■ Exercise prompt
Copy the records from the line with "of the light" up to and including the line with "left=369, top=0, right=385, bottom=154", requests included, and shift every bounding-box coordinate in the answers by -55.

┌─ Provided information

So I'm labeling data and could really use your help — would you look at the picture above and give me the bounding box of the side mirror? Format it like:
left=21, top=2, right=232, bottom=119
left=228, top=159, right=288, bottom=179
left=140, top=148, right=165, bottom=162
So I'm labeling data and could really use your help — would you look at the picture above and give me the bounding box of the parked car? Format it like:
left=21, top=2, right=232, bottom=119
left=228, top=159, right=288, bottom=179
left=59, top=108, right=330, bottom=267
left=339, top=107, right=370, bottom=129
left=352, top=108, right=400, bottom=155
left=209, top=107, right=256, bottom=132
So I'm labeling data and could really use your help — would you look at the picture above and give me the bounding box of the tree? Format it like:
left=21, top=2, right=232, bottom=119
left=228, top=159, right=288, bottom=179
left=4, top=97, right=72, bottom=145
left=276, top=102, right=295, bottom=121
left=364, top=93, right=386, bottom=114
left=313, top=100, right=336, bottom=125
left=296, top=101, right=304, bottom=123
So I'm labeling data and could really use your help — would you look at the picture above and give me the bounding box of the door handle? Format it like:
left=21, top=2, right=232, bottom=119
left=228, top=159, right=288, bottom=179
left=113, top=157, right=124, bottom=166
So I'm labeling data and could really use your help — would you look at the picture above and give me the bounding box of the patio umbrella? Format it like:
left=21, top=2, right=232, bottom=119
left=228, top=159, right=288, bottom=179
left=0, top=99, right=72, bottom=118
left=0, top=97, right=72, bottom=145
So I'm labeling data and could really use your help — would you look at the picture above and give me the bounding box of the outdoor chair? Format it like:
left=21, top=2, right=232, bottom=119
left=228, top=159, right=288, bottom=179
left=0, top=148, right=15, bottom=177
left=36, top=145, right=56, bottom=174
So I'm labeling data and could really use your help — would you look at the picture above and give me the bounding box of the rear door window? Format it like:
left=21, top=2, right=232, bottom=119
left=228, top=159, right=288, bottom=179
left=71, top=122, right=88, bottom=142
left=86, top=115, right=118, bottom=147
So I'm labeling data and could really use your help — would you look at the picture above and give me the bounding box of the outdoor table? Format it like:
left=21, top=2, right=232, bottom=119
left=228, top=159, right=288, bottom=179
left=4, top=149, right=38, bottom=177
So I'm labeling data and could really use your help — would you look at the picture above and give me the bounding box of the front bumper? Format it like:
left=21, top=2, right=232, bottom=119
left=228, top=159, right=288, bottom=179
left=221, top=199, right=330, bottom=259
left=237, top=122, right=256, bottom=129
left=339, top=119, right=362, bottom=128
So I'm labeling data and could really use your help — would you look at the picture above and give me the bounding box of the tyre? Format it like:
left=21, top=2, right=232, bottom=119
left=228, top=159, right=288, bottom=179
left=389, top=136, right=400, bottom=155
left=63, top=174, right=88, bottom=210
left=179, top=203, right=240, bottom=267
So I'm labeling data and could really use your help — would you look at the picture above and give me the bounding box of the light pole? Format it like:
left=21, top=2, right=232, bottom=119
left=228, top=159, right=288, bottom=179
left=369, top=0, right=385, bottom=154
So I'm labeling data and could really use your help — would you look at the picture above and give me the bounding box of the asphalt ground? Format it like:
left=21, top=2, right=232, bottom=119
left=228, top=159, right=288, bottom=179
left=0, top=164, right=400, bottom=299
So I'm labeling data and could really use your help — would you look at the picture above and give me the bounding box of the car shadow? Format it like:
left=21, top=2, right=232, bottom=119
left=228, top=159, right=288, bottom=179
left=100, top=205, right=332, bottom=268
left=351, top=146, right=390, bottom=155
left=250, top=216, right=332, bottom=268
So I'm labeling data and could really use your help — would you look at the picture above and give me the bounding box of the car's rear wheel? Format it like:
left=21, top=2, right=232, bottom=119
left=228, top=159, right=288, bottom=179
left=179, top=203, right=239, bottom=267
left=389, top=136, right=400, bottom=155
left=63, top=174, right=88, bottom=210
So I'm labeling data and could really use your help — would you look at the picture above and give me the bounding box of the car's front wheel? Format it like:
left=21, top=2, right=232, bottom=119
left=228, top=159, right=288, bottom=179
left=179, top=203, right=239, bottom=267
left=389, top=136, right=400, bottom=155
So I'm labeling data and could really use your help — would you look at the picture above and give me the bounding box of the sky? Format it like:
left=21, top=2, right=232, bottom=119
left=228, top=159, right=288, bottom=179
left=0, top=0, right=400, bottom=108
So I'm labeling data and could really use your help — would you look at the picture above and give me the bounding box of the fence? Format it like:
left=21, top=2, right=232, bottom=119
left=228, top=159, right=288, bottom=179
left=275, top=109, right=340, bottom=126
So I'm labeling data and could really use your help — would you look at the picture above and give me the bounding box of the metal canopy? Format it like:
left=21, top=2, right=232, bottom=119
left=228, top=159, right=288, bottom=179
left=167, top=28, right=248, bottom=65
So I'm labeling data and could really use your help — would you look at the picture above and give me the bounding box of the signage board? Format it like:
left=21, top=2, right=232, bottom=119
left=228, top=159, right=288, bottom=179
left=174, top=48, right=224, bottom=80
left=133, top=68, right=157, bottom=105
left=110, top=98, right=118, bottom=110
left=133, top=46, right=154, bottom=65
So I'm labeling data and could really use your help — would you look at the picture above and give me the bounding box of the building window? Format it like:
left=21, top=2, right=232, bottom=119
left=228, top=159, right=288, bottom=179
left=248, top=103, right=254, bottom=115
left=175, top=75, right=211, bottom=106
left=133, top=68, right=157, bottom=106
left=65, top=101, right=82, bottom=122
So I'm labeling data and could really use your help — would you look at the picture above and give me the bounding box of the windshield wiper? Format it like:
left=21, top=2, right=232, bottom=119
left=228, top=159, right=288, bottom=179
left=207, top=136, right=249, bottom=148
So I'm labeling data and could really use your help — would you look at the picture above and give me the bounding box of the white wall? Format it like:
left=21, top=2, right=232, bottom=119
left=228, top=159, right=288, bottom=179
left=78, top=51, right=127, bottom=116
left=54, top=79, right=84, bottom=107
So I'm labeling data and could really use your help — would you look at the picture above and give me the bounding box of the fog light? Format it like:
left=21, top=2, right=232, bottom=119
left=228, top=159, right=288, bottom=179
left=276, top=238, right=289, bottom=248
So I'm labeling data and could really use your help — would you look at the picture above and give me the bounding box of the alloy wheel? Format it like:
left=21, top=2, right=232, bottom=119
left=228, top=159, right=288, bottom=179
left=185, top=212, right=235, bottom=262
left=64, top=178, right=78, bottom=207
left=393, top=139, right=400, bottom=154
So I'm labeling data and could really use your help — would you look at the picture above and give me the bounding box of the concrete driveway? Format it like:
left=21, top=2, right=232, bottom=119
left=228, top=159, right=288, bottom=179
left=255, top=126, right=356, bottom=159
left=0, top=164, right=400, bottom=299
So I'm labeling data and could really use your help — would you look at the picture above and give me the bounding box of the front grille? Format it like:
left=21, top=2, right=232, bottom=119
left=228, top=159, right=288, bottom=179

└─

■ Output for this exercise
So I'm labeling data and could really use your help — would you look at the picture above and give me the bounding box of the light pole? Format it like:
left=21, top=2, right=232, bottom=119
left=228, top=159, right=288, bottom=179
left=314, top=-55, right=330, bottom=99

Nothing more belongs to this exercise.